Excerpted passage -

CD: What kinds of stories do you find drive highest page views/traffic?
CW: I think my highest-trafficked posts of all time have been rants - specifically, rants that made fun of a company for putting out misleading numbers or incomprehensible words. Like these:
I think there are two reasons for that. One is style, the fact that they’re written very free-wheeling and in a way that pokes fun at the powerful. But the other is substance: you’re calling bullshit on someone, and really just pointing out an obviously ridiculous thing that other people have seen or commented on to themselves. It’s not Watergate or anything, but in some small way that kind of writing can fulfill an essential function of journalists, which is to be the rude guest at the dinner party. (I heard that metaphor somewhere else, but I’ve never been able to find out the source to give proper credit!). Beyond that, any honest-to-god scoop about a big company or something that reveals the previously hidden will always get eyeballs, for good reason. Like these:
CD: What do you see as the hottest trends in the Boston tech scene right now? San Francisco?
CW: I think Boston could very well become a major center of hardware and connected device startups. Nest and Oculus are the big-deal companies from that sector in the Valley recently, but Google also bought Boston Dynamics, a company out here that makes really insane-looking robots. The hardcore engineering talent across robotics and all kinds of devices is already here, and veterans of the scene are out doing things in the startup world, including the Bolt accelerator and Dragon Innovation. You’ve got Superpedestrian*out of MIT making next-generation motor-assist bike wheels. There will be more to come, and the changing landscape for financing these companies is helping them immensely.
*Superpedestrian is a client of InkHouse.
CD: Let’s talk startups. Do you look at local startups through a different lens when writing on one coast or the other?

Exercises to complete -
a: Translate into Spanish this sentence from the interview: "I think Boston could very well become a major center of hardware and connected device startups."
b: Could you continue the interview past its final question, in the same conversational style?

Supplied entries -
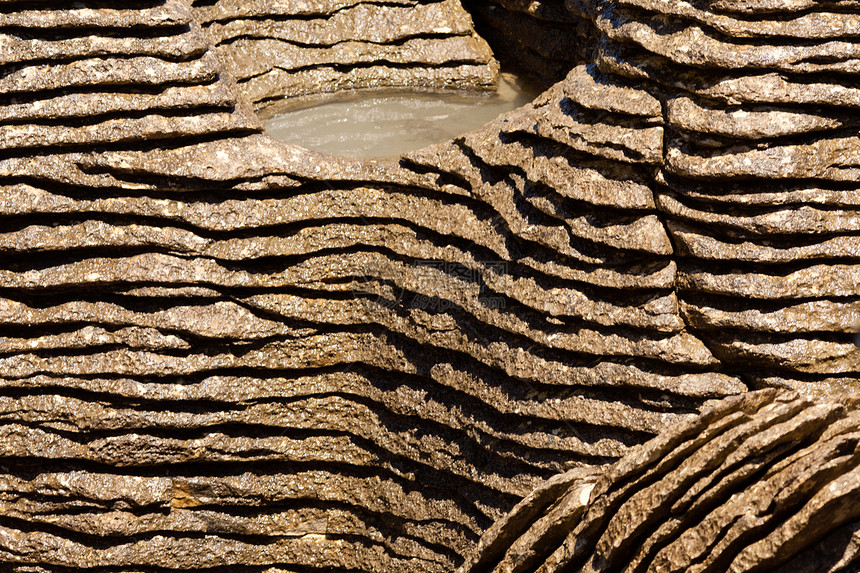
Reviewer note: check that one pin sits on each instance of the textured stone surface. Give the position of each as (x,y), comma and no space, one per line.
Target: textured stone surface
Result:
(287,49)
(762,480)
(222,352)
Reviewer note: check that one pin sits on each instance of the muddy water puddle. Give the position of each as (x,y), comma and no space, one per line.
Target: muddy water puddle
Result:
(390,122)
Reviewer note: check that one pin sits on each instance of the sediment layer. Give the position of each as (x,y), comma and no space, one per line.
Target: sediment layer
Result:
(220,351)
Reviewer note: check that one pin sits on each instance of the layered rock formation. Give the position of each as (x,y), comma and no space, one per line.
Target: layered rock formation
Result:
(292,48)
(761,482)
(540,38)
(220,351)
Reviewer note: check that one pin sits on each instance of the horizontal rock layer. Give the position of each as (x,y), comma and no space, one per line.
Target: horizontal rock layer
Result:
(287,49)
(764,481)
(219,351)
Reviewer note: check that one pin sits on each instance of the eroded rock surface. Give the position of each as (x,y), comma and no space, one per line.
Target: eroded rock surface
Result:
(762,481)
(293,48)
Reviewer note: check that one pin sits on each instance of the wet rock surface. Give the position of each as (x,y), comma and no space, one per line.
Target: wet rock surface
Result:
(221,351)
(763,481)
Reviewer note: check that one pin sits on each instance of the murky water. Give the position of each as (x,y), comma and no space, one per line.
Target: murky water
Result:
(388,123)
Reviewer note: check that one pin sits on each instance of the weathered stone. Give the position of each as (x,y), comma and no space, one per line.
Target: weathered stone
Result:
(694,507)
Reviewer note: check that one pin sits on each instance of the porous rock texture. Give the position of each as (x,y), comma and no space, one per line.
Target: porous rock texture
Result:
(542,39)
(223,353)
(765,481)
(291,48)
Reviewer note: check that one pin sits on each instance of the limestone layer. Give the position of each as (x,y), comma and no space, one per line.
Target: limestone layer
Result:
(220,352)
(761,482)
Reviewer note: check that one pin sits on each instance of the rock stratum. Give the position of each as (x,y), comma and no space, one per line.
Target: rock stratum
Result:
(224,353)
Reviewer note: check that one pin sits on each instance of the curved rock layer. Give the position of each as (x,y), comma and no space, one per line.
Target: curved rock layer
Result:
(758,183)
(767,481)
(221,352)
(543,39)
(294,47)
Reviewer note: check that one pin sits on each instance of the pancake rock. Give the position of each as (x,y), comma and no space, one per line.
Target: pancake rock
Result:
(764,481)
(292,48)
(223,352)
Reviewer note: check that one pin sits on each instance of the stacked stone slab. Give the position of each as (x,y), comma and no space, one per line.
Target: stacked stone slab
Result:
(219,351)
(767,481)
(759,182)
(292,48)
(542,39)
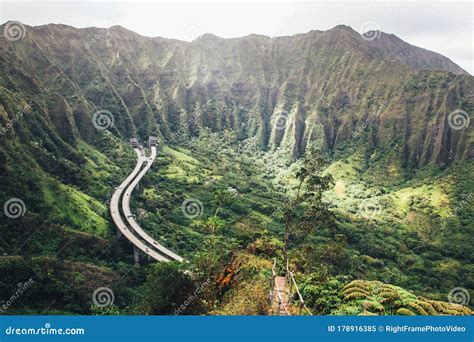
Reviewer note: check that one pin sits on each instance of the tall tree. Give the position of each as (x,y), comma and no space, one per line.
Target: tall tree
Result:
(306,210)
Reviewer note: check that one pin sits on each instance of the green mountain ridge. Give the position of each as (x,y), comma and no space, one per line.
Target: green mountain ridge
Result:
(235,113)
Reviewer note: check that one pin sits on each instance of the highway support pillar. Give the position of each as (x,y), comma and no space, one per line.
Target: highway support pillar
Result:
(136,255)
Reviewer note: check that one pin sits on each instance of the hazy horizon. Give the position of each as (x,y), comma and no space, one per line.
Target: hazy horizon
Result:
(444,27)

Expected responses -
a: Creo que Boston bien podría convertirse en un importante centro de startups de hardware y dispositivos conectados.

b:
CW: In some ways, especially the way we work at Xconomy, you have to evaluate each story in relation to its local market. So, for instance, a particular startup might not normally be worth a big story early on, but if it’s headed by a notable person from the community, that makes it worth covering. You also have to take competitive dynamics into account - I don’t really want to tread over the same ground someone else has already been on.
CD: What was your biggest misconception about Boston’s tech scene prior to making the move from Seattle?
CW: I don’t think I realized how huge the biotech industry was here. Our office is in Kendall Square, which has been the traditional startup zone in the Boston area for a while. The place was not much to look at a couple of decades ago, but today it’s jammed with pharmaceutical company headquarters. And there are more being built right now. That has jacked up the rents, and startups are heading to places like Downtown Crossing or Somerville to find affordable offices.
CD: Last but not least – you’ve lived in the hubs of both Starbucks and Dunkin’ Donuts. Which takes the cake?
CW: I mean, if I had to pick, obviously Starbucks. But the real answer is that Starbucks is where people from Seattle go for coffee when they’re traveling - at home, you’ve got four or five serious coffee shops within walking distance at any given moment. I’ve had Dunkin’ Donuts coffee exactly once and it was an emergency, in preparation for Hurricane Sandy.
I don’t think people actually realize how serious the coffee situation is in Seattle. It’s because of the weather, I think. I spent a couple of months when I first got to Boston just trying to find actual strong coffee. I now have a good idea of where to go, but there should be 10 times as many! I don’t know how people survive the winter.